#### Supplied text:
==*==
First Lady of Ecuador
- In role August 10, 1992 – August 10, 1996
- Preceded by: Carmen Calisto
- Succeeded by: María Rosa Pulley Vergara

Personal details
- Born: Josefina Isabel Villalobos Páramo August 5, 1924 New York City, U.S.
- Died: February 24, 2025 (aged 100) Quito, Ecuador
- Spouse: Sixto Durán Ballén ​ ​(m. 1945; died 2016)​
- Children: 9

= Josefina Villalobos =

First Lady of Ecuador (1924–2025)

Josefina Isabel Villalobos Páramo (August 5, 1924 – February 24, 2025) was an American-born Colombian-Ecuadorian public servant. She was the First Lady of Ecuador serving from August 10, 1992, through August 10, 1996, when her husband, Sixto Durán Ballén, served as President of Ecuador.

==Early life==
Villalobos was born in New York City to Colombian parents. In 1945, she married Sixto Durán Ballén.
==*==
#### Data pulled from a collection:
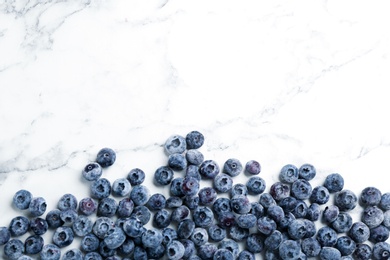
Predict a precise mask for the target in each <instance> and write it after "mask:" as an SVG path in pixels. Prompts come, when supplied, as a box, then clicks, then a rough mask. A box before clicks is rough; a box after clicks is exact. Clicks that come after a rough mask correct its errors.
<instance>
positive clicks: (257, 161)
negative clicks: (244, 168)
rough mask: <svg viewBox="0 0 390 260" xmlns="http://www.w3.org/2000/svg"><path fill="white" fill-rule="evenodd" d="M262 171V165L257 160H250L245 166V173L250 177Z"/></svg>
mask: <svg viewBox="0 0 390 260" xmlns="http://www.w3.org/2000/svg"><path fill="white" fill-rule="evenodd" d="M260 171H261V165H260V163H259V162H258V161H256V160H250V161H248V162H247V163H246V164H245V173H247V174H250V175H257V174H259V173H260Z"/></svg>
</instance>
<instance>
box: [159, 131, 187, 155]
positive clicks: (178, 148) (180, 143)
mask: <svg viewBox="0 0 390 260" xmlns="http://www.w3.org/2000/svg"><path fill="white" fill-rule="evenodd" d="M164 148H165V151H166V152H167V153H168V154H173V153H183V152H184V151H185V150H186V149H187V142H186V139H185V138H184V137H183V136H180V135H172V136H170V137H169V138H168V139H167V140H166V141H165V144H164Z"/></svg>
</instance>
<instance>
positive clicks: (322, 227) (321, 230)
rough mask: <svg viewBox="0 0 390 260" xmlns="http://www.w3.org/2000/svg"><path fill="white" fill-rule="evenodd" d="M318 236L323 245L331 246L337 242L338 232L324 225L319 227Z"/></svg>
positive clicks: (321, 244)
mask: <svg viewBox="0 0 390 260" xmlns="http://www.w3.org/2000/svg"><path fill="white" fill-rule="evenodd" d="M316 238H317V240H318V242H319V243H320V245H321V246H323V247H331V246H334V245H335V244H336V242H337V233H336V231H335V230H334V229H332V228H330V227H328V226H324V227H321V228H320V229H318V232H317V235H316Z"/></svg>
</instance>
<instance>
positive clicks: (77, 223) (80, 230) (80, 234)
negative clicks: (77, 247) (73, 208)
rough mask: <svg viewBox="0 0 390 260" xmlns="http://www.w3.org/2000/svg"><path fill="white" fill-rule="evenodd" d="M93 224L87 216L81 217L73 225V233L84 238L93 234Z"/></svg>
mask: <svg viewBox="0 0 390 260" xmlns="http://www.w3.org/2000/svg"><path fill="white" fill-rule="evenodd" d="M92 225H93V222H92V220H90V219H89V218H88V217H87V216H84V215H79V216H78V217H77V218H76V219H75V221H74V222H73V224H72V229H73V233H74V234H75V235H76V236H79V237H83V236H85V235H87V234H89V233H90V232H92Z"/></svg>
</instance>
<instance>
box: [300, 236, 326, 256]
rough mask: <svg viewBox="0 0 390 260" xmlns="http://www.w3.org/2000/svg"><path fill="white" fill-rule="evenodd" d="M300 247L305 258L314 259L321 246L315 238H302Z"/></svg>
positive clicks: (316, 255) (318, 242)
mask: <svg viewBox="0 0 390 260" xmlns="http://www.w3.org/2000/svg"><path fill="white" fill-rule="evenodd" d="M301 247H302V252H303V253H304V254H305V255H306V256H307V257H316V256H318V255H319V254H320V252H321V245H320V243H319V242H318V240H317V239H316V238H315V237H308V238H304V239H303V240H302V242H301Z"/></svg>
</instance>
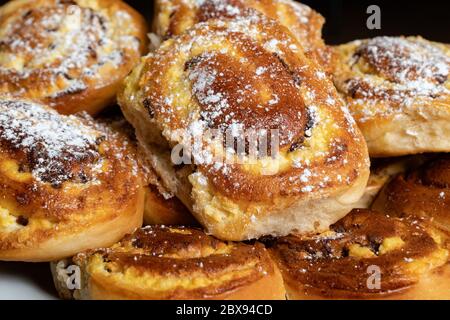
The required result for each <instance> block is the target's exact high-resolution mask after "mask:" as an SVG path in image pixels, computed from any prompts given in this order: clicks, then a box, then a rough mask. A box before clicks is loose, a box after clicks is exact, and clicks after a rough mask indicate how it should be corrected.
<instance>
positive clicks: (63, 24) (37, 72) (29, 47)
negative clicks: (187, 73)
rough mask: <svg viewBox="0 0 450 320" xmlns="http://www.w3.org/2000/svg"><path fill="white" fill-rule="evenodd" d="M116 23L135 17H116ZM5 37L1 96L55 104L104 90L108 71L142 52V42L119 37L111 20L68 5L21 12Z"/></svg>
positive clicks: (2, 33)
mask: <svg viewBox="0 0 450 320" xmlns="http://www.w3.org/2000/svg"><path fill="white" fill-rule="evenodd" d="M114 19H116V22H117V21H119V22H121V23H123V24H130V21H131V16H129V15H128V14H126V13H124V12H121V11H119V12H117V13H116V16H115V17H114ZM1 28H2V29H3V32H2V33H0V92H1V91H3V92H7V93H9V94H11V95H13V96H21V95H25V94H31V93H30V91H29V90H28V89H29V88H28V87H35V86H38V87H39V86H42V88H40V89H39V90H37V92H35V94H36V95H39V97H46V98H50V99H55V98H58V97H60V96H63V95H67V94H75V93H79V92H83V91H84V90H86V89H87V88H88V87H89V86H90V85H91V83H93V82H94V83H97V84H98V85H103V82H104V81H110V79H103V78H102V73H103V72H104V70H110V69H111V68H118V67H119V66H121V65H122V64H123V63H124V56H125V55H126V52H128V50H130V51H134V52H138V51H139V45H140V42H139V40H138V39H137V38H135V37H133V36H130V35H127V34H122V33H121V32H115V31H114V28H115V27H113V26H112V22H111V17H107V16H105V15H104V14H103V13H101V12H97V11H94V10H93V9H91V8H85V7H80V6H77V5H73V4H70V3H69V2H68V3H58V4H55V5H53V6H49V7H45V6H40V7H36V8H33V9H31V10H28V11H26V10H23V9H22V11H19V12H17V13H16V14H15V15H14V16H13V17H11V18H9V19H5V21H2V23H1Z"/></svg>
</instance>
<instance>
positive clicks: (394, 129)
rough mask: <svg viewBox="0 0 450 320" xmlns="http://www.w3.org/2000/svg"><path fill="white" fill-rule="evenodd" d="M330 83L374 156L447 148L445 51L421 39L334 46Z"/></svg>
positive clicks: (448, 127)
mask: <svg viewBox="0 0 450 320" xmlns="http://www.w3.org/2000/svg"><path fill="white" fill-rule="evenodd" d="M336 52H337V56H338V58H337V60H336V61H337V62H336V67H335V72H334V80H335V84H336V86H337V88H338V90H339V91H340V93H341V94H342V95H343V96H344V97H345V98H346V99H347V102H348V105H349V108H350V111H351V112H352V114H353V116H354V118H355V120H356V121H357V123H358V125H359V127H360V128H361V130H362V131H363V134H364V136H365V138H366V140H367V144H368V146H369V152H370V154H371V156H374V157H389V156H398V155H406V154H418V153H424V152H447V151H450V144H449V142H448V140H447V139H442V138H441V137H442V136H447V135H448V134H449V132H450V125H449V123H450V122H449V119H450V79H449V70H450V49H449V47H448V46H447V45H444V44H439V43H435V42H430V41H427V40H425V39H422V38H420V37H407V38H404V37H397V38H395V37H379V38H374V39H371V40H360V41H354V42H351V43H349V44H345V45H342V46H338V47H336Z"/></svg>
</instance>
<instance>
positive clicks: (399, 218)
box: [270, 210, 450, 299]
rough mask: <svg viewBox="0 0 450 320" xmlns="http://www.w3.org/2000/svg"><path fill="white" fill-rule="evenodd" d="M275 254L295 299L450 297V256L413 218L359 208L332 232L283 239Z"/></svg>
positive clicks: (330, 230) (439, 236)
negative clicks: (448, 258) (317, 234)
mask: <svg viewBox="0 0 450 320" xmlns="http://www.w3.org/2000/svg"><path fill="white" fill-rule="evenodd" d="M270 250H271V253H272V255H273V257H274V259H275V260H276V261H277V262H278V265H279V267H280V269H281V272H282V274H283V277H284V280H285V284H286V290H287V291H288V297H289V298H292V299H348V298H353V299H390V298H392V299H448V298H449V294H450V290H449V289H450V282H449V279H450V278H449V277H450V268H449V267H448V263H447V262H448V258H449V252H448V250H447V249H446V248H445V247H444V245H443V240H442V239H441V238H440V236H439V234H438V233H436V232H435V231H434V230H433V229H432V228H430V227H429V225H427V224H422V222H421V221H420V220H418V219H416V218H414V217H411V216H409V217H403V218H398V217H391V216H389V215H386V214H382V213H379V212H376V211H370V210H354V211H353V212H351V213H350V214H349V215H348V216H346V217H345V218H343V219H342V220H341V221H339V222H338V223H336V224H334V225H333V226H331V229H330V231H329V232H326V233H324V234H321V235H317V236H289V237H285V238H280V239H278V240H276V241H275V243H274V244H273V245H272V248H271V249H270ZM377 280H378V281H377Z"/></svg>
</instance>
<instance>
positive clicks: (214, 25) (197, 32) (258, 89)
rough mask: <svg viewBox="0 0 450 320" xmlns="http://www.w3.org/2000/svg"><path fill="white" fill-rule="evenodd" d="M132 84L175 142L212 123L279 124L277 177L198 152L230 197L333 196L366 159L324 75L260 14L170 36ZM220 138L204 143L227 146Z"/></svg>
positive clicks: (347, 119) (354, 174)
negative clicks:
==*==
#### How to complete this task:
Copy word for word everything in the Josefina Villalobos text from "- Died: February" down to "Sixto Durán Ballén.".

#### Response area:
- Died: February 24, 2025 (aged 100) Quito, Ecuador
- Spouse: Sixto Durán Ballén ​ ​(m. 1945; died 2016)​
- Children: 9

= Josefina Villalobos =

First Lady of Ecuador (1924–2025)

Josefina Isabel Villalobos Páramo (August 5, 1924 – February 24, 2025) was an American-born Colombian-Ecuadorian public servant. She was the First Lady of Ecuador serving from August 10, 1992, through August 10, 1996, when her husband, Sixto Durán Ballén, served as President of Ecuador.

==Early life==
Villalobos was born in New York City to Colombian parents. In 1945, she married Sixto Durán Ballén.